**WORK TO COMPLETE:** Your output should be the line with "Where exactly is the metal" and all following lines of the data below, through the end, repeated exactly.

##############################

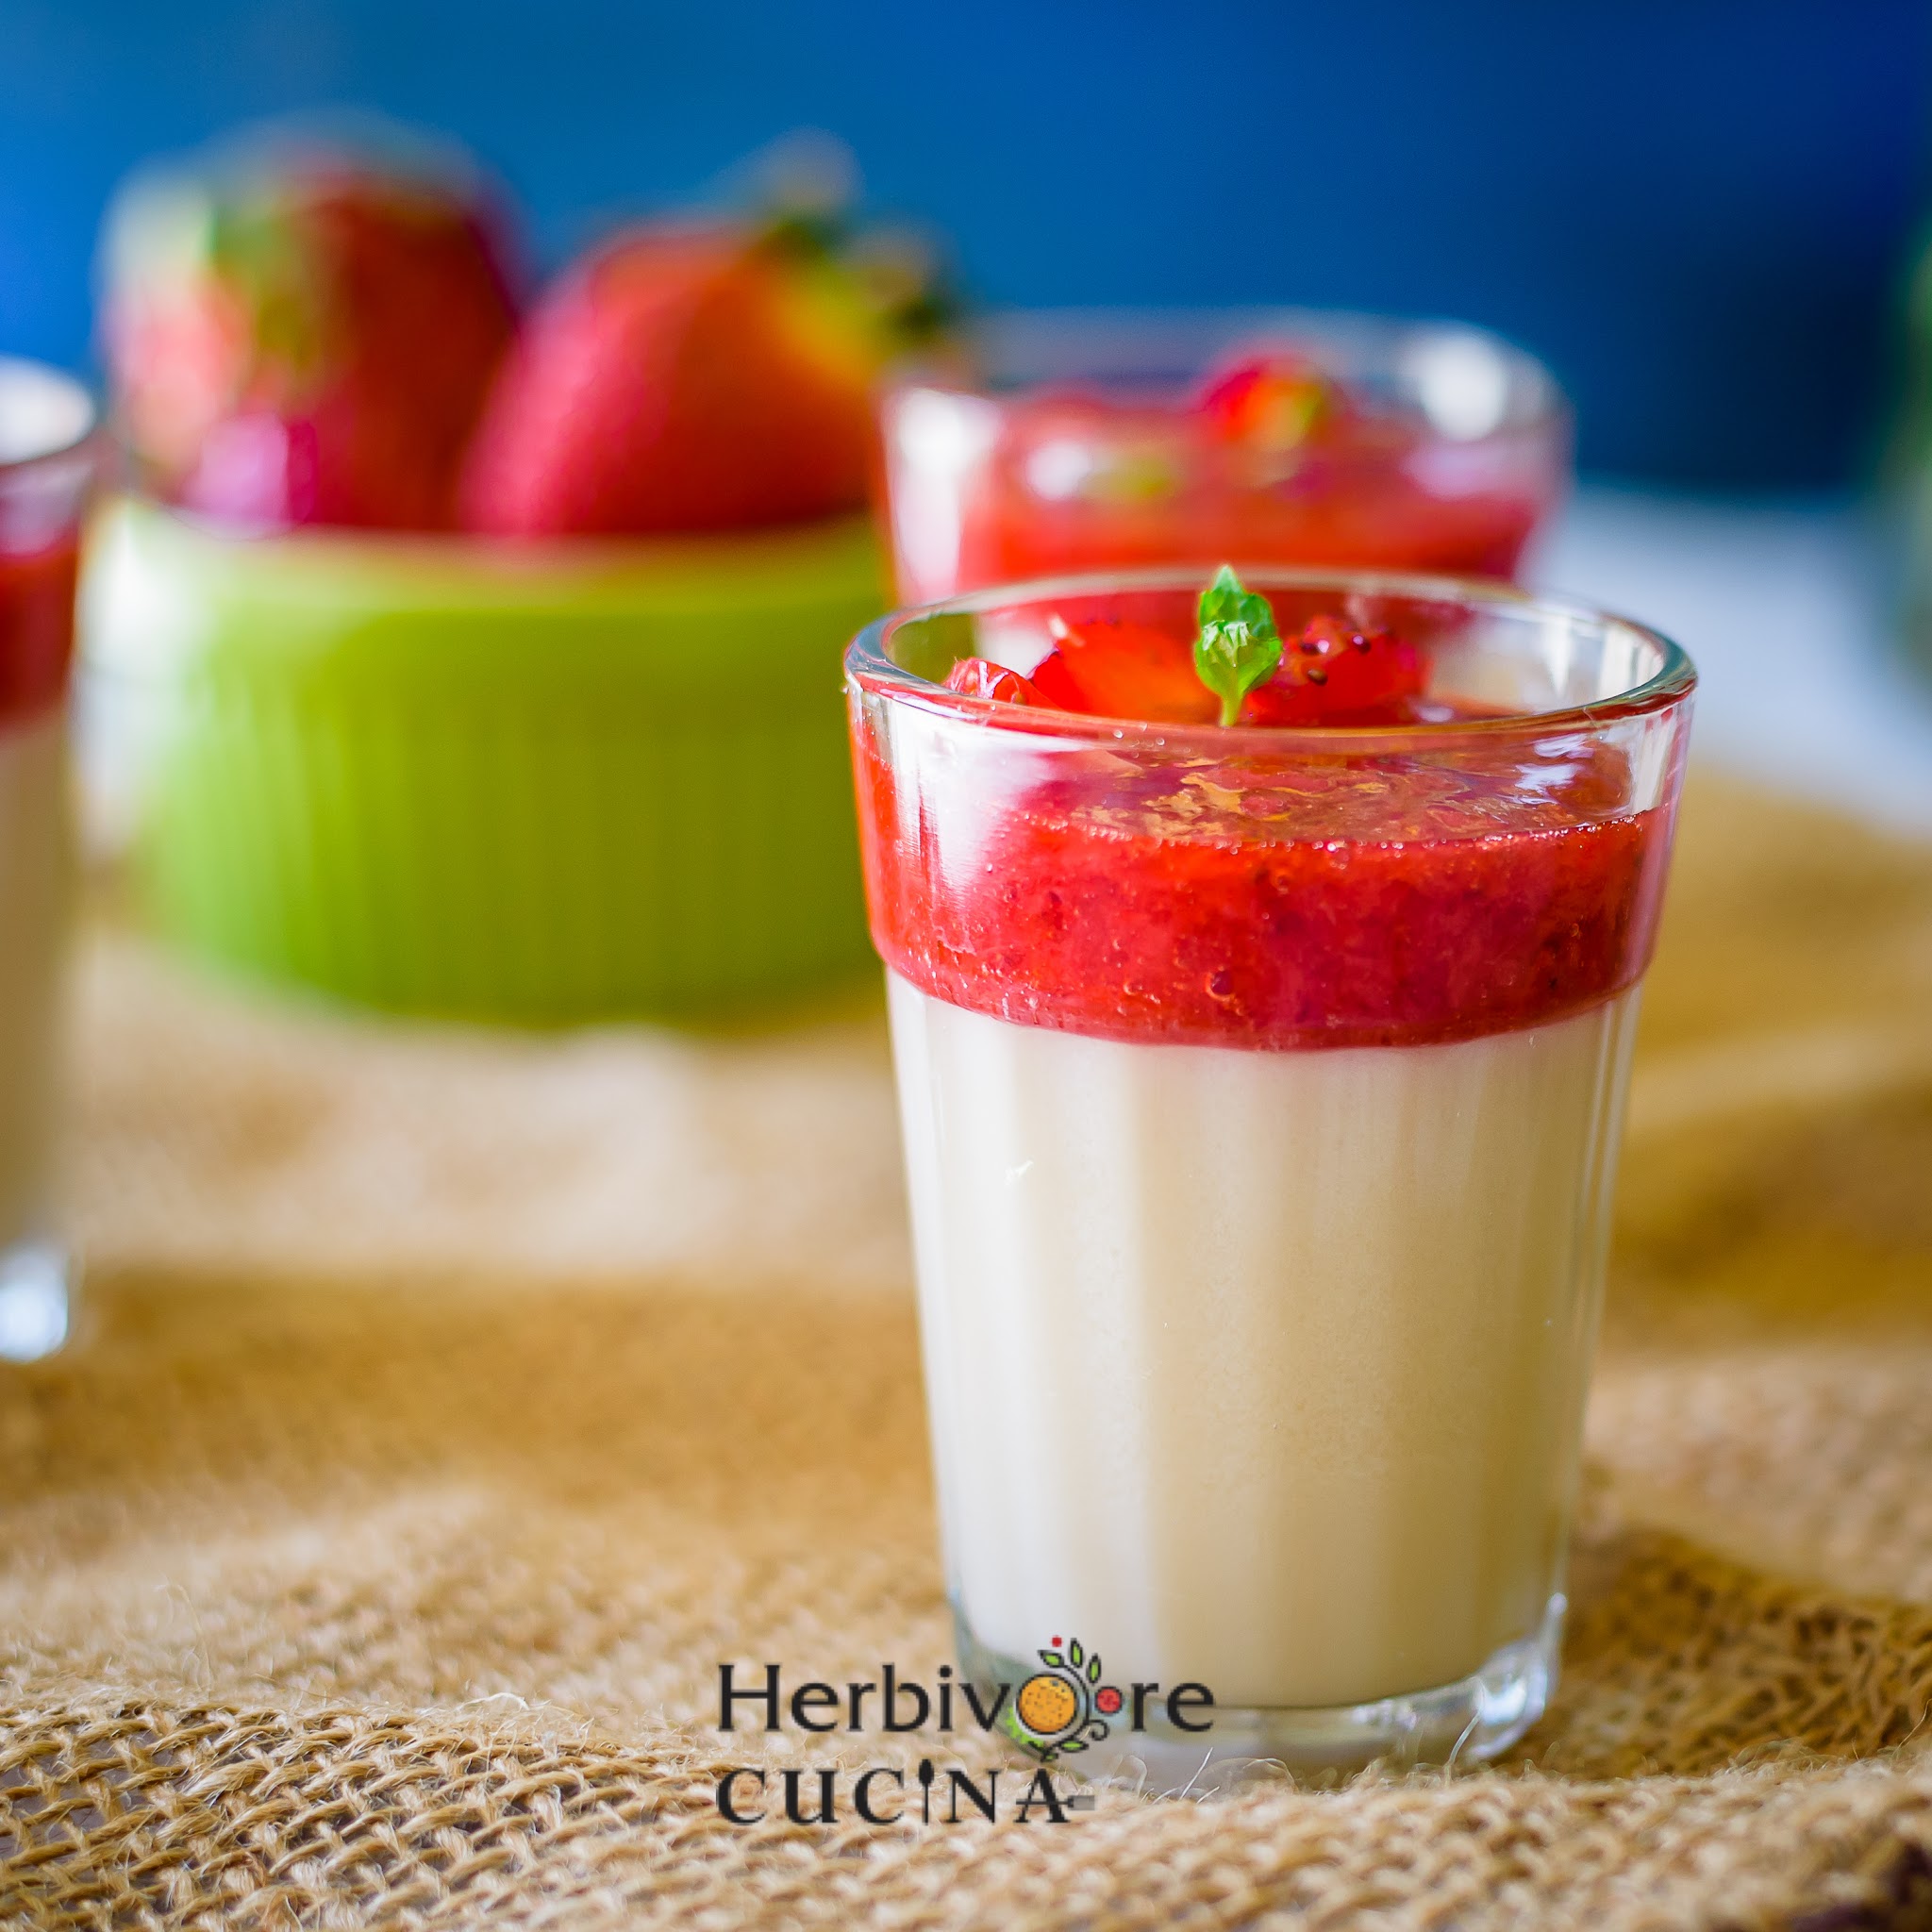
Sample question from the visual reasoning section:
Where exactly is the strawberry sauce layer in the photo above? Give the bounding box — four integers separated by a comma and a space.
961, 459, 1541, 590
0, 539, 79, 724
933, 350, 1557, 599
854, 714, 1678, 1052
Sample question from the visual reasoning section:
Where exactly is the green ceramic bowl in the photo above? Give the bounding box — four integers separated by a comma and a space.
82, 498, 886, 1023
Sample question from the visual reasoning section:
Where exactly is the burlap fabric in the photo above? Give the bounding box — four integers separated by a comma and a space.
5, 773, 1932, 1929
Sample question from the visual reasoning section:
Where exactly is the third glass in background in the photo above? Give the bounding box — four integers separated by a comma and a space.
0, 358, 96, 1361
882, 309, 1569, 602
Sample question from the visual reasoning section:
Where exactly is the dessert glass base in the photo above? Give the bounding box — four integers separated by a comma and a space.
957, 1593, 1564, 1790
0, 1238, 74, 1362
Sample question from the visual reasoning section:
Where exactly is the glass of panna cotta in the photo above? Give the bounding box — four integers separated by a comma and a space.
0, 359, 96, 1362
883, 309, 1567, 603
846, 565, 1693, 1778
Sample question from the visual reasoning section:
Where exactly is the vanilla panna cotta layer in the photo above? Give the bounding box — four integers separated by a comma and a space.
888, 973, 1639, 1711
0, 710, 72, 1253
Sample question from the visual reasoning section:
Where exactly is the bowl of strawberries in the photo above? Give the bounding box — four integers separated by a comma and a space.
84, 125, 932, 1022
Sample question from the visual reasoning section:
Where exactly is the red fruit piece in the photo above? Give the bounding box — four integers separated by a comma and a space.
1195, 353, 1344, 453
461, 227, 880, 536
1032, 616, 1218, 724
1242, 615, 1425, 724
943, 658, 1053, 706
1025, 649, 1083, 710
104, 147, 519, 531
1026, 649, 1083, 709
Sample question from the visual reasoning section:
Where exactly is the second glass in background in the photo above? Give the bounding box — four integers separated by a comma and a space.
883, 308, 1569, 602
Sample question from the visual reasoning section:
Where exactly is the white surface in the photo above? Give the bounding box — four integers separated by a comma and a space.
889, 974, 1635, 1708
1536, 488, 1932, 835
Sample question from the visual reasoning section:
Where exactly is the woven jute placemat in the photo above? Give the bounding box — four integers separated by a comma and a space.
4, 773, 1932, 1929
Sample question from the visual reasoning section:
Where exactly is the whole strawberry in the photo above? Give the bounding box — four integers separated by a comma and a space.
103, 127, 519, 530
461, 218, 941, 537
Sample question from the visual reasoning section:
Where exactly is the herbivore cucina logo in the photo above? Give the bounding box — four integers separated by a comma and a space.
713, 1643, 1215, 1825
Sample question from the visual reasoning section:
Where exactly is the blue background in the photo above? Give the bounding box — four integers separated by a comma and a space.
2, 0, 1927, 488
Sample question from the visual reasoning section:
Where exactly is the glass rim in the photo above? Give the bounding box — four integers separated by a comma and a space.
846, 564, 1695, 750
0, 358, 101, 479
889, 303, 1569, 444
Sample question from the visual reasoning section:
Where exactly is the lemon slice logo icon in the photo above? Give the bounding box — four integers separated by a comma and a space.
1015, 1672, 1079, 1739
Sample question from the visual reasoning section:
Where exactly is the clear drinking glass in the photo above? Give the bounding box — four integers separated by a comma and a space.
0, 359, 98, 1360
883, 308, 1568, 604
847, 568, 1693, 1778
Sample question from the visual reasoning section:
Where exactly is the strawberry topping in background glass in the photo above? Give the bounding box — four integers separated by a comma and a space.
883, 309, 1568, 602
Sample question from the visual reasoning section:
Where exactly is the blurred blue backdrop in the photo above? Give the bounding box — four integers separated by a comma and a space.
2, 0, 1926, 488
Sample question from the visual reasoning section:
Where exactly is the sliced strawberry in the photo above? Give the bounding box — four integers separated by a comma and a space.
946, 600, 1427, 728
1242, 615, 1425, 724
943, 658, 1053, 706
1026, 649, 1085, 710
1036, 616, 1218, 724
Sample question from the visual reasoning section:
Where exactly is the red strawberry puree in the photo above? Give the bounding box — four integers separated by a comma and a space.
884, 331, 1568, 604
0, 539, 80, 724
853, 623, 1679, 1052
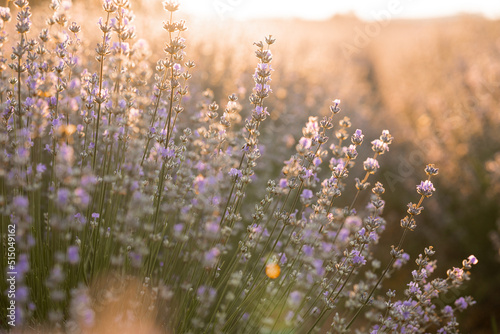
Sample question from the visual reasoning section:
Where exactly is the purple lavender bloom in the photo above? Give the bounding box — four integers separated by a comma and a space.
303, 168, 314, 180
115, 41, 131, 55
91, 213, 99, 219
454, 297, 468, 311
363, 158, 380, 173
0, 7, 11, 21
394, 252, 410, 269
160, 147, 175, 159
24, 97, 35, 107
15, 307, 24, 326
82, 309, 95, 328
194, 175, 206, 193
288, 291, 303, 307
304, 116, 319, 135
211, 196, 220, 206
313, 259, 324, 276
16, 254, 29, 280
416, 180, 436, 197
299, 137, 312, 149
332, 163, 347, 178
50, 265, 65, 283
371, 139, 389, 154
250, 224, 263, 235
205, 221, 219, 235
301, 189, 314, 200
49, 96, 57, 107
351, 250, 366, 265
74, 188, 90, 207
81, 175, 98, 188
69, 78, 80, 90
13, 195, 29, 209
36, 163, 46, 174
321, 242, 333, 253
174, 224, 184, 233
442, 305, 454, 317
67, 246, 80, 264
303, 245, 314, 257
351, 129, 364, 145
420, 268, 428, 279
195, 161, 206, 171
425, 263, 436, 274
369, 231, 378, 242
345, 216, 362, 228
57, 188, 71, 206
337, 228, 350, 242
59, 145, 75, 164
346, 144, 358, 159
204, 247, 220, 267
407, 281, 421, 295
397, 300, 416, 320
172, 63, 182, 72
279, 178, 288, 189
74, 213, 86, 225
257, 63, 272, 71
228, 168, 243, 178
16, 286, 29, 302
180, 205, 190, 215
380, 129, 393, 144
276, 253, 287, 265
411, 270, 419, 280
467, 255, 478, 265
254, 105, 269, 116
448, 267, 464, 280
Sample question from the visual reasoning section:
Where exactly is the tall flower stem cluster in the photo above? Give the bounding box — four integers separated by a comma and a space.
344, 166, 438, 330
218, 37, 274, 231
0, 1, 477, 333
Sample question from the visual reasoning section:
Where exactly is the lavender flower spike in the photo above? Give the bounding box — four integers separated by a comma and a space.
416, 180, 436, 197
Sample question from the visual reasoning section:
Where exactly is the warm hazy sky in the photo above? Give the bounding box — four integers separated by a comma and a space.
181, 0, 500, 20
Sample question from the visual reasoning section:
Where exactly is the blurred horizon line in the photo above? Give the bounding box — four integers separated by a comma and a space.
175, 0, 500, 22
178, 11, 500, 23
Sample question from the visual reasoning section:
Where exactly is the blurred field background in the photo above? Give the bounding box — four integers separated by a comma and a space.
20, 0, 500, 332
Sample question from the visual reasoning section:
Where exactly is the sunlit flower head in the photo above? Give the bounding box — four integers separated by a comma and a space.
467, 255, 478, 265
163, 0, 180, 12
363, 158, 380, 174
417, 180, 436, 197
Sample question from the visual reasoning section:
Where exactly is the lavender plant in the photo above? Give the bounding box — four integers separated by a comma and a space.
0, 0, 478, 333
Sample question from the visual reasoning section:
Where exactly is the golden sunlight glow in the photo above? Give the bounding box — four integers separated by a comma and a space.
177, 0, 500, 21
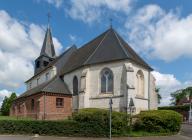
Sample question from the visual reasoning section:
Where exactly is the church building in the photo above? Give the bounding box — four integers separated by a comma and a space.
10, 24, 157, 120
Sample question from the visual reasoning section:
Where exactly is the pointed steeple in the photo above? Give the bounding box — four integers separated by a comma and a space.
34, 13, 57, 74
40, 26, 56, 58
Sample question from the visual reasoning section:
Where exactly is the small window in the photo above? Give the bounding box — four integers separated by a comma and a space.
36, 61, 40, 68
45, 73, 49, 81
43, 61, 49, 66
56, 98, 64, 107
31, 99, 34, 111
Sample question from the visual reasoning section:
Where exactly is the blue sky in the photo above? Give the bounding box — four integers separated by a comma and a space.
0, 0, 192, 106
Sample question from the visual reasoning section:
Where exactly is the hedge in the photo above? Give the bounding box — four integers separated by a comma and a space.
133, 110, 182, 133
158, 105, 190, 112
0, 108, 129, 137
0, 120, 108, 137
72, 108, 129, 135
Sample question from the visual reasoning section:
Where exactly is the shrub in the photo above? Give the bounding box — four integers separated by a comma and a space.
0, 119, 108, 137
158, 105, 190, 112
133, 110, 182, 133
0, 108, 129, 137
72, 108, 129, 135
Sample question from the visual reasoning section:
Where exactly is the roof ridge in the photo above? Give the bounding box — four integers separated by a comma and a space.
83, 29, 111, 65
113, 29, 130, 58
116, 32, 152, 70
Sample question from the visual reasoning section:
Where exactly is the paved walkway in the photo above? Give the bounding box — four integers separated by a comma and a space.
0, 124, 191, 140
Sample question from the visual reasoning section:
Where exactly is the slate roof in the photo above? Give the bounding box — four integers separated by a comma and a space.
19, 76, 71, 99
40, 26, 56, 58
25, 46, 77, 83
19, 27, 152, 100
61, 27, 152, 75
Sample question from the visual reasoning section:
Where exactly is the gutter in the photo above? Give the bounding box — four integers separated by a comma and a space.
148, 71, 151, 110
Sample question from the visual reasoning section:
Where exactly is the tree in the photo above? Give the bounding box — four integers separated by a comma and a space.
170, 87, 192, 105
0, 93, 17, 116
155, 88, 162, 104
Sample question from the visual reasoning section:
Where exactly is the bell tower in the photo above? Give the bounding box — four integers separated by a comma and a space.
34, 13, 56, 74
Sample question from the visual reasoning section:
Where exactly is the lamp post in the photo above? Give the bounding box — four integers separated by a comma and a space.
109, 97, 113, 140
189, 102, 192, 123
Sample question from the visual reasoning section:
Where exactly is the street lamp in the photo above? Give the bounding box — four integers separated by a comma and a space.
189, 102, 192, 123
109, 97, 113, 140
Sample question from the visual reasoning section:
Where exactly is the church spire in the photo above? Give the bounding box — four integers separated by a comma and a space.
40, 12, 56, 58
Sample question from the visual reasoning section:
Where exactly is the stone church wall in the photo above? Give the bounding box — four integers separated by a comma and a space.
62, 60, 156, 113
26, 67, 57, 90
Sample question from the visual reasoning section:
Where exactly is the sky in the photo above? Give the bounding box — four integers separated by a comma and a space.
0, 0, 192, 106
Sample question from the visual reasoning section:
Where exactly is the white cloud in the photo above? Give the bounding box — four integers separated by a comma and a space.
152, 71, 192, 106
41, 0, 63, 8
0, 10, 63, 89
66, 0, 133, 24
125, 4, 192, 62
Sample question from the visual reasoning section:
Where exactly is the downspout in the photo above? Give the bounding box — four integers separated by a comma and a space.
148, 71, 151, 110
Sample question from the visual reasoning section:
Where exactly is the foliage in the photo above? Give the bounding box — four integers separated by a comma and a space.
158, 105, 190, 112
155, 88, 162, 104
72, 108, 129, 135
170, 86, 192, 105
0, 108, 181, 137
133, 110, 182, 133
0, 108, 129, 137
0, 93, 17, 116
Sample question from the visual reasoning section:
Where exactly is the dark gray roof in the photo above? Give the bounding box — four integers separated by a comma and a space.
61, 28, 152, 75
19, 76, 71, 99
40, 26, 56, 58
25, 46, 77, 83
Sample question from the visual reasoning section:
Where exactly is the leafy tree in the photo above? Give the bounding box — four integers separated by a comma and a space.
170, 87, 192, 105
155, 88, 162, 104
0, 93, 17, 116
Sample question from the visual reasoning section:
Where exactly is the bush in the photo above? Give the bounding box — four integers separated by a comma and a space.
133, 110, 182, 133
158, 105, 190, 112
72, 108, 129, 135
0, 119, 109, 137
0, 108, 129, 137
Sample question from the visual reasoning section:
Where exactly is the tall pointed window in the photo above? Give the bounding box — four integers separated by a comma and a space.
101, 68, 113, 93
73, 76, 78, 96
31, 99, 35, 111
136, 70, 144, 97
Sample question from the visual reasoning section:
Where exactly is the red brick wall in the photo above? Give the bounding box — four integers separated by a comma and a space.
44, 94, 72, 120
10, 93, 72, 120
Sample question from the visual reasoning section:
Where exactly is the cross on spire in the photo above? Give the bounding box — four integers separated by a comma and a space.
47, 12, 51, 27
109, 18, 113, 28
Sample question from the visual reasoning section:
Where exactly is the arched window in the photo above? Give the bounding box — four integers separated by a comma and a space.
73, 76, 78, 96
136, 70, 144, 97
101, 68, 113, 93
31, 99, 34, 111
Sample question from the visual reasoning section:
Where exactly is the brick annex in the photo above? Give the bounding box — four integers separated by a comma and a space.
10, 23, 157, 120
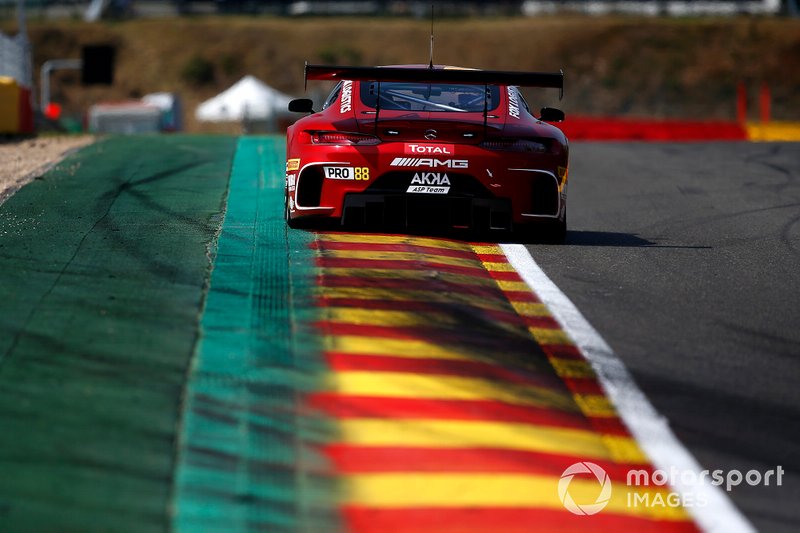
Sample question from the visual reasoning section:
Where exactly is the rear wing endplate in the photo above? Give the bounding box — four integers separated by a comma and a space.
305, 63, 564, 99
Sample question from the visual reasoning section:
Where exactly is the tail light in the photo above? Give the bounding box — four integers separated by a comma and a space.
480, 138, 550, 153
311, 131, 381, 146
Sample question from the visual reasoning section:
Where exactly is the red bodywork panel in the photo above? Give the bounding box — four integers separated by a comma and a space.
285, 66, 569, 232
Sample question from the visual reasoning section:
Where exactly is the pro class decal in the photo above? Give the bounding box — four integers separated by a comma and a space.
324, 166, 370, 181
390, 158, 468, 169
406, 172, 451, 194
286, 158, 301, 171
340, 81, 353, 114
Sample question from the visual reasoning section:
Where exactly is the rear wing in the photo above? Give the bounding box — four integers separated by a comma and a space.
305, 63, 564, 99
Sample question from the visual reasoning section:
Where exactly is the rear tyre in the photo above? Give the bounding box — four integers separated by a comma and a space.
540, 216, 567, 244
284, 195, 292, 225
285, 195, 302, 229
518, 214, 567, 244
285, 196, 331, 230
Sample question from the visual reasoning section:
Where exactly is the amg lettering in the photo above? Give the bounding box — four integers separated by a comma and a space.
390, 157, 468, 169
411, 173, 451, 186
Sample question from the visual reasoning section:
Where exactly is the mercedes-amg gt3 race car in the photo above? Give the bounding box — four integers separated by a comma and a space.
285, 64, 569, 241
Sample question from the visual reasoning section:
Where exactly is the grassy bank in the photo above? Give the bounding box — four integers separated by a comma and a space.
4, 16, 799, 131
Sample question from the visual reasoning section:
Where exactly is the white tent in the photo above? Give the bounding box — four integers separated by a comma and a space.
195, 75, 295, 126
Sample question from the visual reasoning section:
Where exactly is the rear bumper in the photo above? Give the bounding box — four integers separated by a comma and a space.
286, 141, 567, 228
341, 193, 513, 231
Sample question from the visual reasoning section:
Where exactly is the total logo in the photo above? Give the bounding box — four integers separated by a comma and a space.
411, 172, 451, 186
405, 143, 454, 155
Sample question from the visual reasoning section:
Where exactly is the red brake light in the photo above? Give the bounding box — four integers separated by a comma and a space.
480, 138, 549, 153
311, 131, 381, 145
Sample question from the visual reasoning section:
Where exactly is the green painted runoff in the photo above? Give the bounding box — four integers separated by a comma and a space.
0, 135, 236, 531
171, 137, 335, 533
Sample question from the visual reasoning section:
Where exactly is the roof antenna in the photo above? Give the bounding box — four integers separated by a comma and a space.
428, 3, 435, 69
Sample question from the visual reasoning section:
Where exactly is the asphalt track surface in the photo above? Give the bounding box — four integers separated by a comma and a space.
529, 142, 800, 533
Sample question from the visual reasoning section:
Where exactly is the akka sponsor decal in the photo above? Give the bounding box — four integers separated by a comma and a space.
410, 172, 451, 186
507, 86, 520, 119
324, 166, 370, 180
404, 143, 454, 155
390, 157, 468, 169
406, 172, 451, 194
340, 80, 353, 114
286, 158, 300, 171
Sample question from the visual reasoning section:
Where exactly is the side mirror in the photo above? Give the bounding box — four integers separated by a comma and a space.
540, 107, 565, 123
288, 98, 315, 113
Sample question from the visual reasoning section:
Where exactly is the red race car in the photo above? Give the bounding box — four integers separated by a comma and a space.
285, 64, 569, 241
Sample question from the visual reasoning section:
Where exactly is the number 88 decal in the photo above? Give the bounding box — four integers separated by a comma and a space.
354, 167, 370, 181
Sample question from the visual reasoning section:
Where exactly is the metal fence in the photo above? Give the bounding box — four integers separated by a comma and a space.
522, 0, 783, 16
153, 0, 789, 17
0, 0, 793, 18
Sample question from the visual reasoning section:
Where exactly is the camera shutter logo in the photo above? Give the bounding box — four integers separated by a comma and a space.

##############################

**RESPONSE AREA:**
Where exactly is the metal fence in the photo above? Give the bounding box — four integers separated by a comma and a space.
522, 0, 783, 16
153, 0, 789, 17
0, 0, 793, 18
Sample question from the visual reasoning section:
Where exactly is the camera shutter logo in the photo above? Give the bounding box — four integers separated by a comma and a space.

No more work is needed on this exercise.